ABOUT THIS EXERCISE
Collect the lines of the entries where "marble" shows up.

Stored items
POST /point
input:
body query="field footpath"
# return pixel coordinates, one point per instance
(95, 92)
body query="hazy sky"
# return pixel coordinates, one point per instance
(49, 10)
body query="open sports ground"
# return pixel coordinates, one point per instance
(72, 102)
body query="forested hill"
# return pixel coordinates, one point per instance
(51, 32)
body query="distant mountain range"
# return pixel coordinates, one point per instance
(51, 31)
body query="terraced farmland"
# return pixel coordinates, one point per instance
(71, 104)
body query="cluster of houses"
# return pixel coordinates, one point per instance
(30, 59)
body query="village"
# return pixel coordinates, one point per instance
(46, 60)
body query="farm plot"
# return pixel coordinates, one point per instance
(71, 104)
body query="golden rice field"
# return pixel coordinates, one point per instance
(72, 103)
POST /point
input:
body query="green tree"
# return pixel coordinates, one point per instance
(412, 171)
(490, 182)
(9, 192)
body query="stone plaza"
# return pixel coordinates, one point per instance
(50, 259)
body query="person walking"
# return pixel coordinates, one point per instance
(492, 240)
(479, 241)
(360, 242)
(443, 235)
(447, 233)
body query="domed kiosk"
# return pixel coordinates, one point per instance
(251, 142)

---

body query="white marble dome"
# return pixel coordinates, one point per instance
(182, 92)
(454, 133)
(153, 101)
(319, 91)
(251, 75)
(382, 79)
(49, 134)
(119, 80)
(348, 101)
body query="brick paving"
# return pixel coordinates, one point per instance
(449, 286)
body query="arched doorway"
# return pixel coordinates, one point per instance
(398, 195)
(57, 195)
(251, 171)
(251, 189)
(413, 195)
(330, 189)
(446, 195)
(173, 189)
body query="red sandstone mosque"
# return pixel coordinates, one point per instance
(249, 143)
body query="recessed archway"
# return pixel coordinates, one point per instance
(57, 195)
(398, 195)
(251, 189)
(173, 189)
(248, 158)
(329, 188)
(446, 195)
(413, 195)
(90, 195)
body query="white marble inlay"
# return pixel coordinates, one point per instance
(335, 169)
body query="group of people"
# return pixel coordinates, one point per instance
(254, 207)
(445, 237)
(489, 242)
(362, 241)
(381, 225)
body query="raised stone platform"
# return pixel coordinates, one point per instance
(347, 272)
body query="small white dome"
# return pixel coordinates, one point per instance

RESULT OF THIS TASK
body query="white marble dome"
body query="white marble inlay"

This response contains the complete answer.